[PROVIDED DATA]
—————

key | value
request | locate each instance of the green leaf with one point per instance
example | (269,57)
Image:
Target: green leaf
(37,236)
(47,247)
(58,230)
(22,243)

—————

[DESCRIPTION OF THE TASK]
Repeat every line of the material exactly as given.

[ANSWER SPACE]
key | value
request | locate each instance of the green leaf with one point per instance
example | (269,57)
Image:
Target: green leaf
(37,236)
(47,247)
(58,230)
(22,243)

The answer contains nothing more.